• Aim of the task:
Rewrite the whole listing below as a numbered list, one line per item, and leave out the blank lines.

• Entries:
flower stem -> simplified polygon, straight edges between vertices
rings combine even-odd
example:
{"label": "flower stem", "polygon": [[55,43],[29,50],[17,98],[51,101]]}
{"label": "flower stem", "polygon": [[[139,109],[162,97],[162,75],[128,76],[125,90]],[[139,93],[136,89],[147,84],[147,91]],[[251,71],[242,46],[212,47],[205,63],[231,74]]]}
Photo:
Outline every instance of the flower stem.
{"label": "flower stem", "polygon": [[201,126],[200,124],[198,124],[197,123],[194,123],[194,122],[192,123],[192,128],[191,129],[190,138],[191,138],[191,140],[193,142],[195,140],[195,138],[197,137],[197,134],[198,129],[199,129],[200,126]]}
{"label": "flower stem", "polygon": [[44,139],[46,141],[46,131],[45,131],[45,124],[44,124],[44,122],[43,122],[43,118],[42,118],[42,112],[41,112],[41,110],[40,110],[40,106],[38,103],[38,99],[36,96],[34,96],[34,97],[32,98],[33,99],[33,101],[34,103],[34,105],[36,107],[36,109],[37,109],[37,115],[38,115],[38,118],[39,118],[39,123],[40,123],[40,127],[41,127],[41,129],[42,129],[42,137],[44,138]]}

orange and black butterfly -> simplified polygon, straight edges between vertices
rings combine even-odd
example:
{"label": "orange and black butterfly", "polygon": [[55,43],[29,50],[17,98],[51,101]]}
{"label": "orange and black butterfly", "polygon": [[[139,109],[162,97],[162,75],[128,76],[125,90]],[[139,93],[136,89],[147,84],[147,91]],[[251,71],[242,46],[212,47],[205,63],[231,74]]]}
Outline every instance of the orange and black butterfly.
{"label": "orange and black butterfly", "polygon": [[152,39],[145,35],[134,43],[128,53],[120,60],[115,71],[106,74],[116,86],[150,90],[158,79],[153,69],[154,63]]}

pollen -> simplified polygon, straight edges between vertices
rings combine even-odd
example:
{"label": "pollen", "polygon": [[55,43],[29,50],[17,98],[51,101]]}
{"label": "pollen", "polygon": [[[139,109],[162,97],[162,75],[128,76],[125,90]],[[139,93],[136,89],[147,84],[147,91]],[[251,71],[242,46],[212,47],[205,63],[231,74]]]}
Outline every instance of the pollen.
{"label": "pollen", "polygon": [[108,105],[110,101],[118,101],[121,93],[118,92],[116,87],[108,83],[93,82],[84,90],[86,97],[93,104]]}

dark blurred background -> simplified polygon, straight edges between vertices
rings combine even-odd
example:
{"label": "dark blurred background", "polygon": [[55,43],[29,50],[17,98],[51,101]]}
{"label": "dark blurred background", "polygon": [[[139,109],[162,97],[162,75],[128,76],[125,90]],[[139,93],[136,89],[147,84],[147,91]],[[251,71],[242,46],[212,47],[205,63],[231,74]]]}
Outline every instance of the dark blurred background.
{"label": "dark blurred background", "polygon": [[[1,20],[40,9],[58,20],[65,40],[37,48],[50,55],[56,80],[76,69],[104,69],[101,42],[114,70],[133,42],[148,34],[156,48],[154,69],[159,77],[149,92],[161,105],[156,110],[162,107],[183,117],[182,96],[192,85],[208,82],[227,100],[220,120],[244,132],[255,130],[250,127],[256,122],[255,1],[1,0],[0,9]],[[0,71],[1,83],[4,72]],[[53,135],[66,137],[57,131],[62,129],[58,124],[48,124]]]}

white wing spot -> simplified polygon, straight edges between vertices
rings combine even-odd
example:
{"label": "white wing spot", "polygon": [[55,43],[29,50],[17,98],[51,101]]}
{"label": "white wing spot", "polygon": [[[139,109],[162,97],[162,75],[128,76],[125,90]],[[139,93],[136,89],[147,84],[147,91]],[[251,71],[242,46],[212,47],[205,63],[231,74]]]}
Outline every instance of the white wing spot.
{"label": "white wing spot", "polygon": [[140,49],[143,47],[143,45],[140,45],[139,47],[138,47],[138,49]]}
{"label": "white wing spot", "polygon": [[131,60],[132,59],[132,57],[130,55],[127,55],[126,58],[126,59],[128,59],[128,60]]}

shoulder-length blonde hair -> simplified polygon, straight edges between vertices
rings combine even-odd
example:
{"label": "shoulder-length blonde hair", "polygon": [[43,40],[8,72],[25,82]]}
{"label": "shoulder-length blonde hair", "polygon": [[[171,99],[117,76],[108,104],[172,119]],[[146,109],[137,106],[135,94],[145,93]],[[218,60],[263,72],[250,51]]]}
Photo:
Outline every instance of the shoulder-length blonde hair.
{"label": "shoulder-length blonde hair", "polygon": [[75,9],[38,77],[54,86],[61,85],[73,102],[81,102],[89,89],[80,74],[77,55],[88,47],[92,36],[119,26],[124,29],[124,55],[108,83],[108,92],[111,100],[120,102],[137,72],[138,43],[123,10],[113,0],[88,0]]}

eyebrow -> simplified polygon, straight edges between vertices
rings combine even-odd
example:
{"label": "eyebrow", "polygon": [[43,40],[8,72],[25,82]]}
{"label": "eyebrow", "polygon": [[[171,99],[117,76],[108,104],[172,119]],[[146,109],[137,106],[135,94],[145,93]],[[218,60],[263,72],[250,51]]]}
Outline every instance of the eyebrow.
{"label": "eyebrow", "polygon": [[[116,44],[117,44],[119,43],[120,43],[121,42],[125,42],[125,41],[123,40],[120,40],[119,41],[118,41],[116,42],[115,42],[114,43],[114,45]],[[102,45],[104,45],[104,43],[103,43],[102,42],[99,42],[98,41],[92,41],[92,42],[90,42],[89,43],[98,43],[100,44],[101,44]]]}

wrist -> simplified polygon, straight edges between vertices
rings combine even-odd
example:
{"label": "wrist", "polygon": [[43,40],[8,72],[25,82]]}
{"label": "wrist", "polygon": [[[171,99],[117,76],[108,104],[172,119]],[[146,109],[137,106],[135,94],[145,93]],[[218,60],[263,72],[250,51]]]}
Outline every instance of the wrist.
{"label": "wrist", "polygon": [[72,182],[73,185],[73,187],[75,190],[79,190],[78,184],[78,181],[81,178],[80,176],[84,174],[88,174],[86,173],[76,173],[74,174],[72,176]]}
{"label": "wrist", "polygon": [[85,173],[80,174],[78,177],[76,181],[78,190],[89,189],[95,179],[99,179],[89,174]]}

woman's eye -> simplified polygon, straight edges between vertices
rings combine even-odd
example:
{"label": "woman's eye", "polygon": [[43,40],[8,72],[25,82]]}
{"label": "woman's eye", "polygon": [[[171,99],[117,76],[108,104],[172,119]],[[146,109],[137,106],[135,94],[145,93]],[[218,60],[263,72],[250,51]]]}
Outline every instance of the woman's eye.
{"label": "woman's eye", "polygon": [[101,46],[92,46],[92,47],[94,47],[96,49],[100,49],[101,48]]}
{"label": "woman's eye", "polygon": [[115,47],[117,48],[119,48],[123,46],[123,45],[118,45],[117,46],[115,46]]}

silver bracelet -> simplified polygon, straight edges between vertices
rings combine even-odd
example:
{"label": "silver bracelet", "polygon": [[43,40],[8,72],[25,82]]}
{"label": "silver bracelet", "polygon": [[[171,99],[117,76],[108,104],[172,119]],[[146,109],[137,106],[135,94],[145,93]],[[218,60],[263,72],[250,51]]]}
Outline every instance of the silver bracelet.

• Written answer:
1. flower stem -> simplified polygon, straight edges between vertices
2. rings combine even-odd
3. example:
4. {"label": "flower stem", "polygon": [[55,43],[29,50],[17,98],[51,101]]}
5. {"label": "flower stem", "polygon": [[[139,109],[162,97],[162,75],[128,76],[125,90]],[[139,93],[136,89],[147,84],[147,91]],[[251,71],[242,46],[212,47],[205,63],[231,74]]]}
6. Photo:
7. Outline every instance of the flower stem.
8. {"label": "flower stem", "polygon": [[201,126],[200,124],[198,124],[197,123],[194,123],[194,122],[192,123],[192,128],[191,129],[190,138],[191,138],[191,140],[193,142],[195,140],[195,138],[197,137],[197,134],[198,129],[199,129],[200,126]]}
9. {"label": "flower stem", "polygon": [[44,139],[46,141],[46,131],[45,131],[45,124],[44,124],[44,122],[43,122],[43,118],[42,118],[42,112],[41,112],[41,110],[40,110],[40,106],[38,103],[38,99],[36,96],[34,96],[34,97],[32,98],[33,99],[33,101],[34,103],[34,105],[36,107],[36,109],[37,109],[37,115],[38,115],[38,118],[39,118],[39,123],[40,123],[40,127],[41,127],[41,129],[42,129],[42,137],[44,138]]}
10. orange and black butterfly -> simplified polygon, straight edges between vertices
11. rings combine even-odd
12. example:
13. {"label": "orange and black butterfly", "polygon": [[55,43],[29,50],[17,98],[51,101]]}
14. {"label": "orange and black butterfly", "polygon": [[[139,109],[162,97],[162,75],[128,76],[125,90]],[[139,93],[136,89],[147,84],[147,91]],[[251,71],[242,46],[212,47],[205,63],[231,74]]]}
15. Outline every instance of the orange and black butterfly.
16. {"label": "orange and black butterfly", "polygon": [[152,39],[145,35],[134,43],[128,53],[120,60],[115,71],[106,74],[116,86],[150,90],[158,79],[153,69],[154,63]]}
17. pollen -> simplified polygon, straight edges between vertices
18. rings combine even-odd
19. example:
20. {"label": "pollen", "polygon": [[55,43],[29,50],[17,98],[51,101]]}
21. {"label": "pollen", "polygon": [[[139,109],[162,97],[162,75],[128,76],[125,90]],[[139,93],[136,89],[147,84],[147,91]],[[251,71],[242,46],[212,47],[205,63],[231,74]]]}
22. Outline every instance of the pollen.
23. {"label": "pollen", "polygon": [[108,105],[110,101],[118,101],[121,93],[118,92],[116,87],[108,83],[93,82],[84,90],[86,97],[93,104]]}
24. dark blurred background -> simplified polygon, straight edges between vertices
25. rings combine even-odd
26. example:
27. {"label": "dark blurred background", "polygon": [[55,43],[29,50],[17,98],[51,101]]}
28. {"label": "dark blurred background", "polygon": [[[139,109],[162,97],[162,75],[128,76],[125,90]],[[139,93],[136,89],[147,84],[147,91]],[[251,71],[242,46],[212,47],[205,63],[231,74]]]}
29. Outline every instance of the dark blurred background.
30. {"label": "dark blurred background", "polygon": [[[1,20],[40,9],[58,20],[65,40],[37,48],[50,55],[56,80],[76,69],[104,69],[101,42],[114,70],[133,42],[148,34],[156,48],[154,69],[159,77],[149,92],[161,105],[156,110],[162,107],[183,117],[182,96],[192,85],[208,82],[227,100],[220,120],[244,132],[255,130],[250,127],[256,122],[255,1],[1,0],[0,9]],[[0,71],[1,83],[4,72]],[[53,135],[66,137],[57,131],[62,129],[58,124],[48,124]]]}
31. white wing spot -> simplified polygon, straight edges between vertices
32. rings combine even-odd
33. example:
34. {"label": "white wing spot", "polygon": [[55,43],[29,50],[17,98],[51,101]]}
35. {"label": "white wing spot", "polygon": [[[139,109],[162,97],[162,75],[128,76],[125,90]],[[139,93],[136,89],[147,84],[147,91]],[[251,71],[242,46],[212,47],[205,63],[231,74]]]}
36. Outline every instance of the white wing spot.
37. {"label": "white wing spot", "polygon": [[140,49],[143,47],[143,45],[140,45],[139,47],[138,47],[138,49]]}
38. {"label": "white wing spot", "polygon": [[131,60],[132,59],[132,57],[130,55],[127,55],[126,58],[126,59],[128,59],[128,60]]}
39. shoulder-length blonde hair -> simplified polygon, straight edges between vertices
40. rings combine even-odd
41. example:
42. {"label": "shoulder-length blonde hair", "polygon": [[43,40],[8,72],[25,82]]}
43. {"label": "shoulder-length blonde hair", "polygon": [[[171,99],[117,76],[108,104],[172,119]],[[146,109],[137,106],[135,94],[145,93]],[[218,60],[263,72],[250,51]]]}
44. Photo:
45. Outline every instance of the shoulder-length blonde hair.
46. {"label": "shoulder-length blonde hair", "polygon": [[75,9],[38,77],[54,86],[61,85],[73,102],[81,102],[89,89],[80,74],[77,55],[88,47],[92,36],[119,26],[124,29],[124,55],[108,83],[108,92],[111,100],[120,102],[137,72],[138,43],[123,10],[113,0],[88,0]]}
47. eyebrow -> simplified polygon, straight edges between vertices
48. rings combine even-odd
49. example:
50. {"label": "eyebrow", "polygon": [[43,40],[8,72],[25,82]]}
51. {"label": "eyebrow", "polygon": [[[171,99],[117,76],[108,104],[172,119]],[[146,109],[137,106],[135,94],[145,93]],[[218,60],[263,72],[250,51]]]}
52. Outline every instance of the eyebrow.
53. {"label": "eyebrow", "polygon": [[[116,44],[117,44],[119,43],[120,43],[121,42],[125,42],[125,41],[123,40],[120,40],[119,41],[118,41],[116,42],[115,42],[114,43],[114,45]],[[102,45],[104,45],[104,43],[103,43],[102,42],[99,42],[98,41],[92,41],[92,42],[90,42],[89,43],[98,43],[100,44],[101,44]]]}
54. wrist -> simplified polygon, straight edges between vertices
55. rings combine even-odd
56. example:
57. {"label": "wrist", "polygon": [[43,40],[8,72],[25,82]]}
58. {"label": "wrist", "polygon": [[[171,99],[117,76],[108,104],[172,119]],[[146,109],[137,106],[135,94],[145,93]],[[218,60],[263,72],[250,51]]]}
59. Outline every instance of the wrist.
60. {"label": "wrist", "polygon": [[72,182],[73,185],[73,187],[75,190],[79,190],[78,184],[78,181],[81,178],[80,176],[84,174],[88,174],[86,173],[76,173],[74,174],[72,176]]}
61. {"label": "wrist", "polygon": [[85,173],[80,174],[78,177],[76,181],[78,190],[89,189],[95,179],[99,179],[89,174]]}
62. woman's eye -> simplified polygon, straight edges between vertices
63. rings combine even-odd
64. example:
65. {"label": "woman's eye", "polygon": [[43,40],[8,72],[25,82]]}
66. {"label": "woman's eye", "polygon": [[[171,99],[117,76],[108,104],[172,119]],[[146,109],[137,106],[135,94],[145,93]],[[218,60],[263,72],[250,51]]]}
67. Outline every instance of the woman's eye.
68. {"label": "woman's eye", "polygon": [[101,46],[92,46],[92,47],[94,47],[96,49],[100,49],[101,48]]}
69. {"label": "woman's eye", "polygon": [[115,47],[117,48],[119,48],[123,46],[123,45],[118,45],[117,46],[115,46]]}
70. silver bracelet -> simplified polygon, straight edges between vertices
71. rings combine even-odd
72. example:
73. {"label": "silver bracelet", "polygon": [[43,40],[8,72],[25,82]]}
74. {"label": "silver bracelet", "polygon": [[[171,99],[117,76],[108,104],[172,119]],[[146,109],[137,106],[135,94],[145,93]],[[218,60],[263,72],[250,51]]]}
75. Outline every instance of the silver bracelet.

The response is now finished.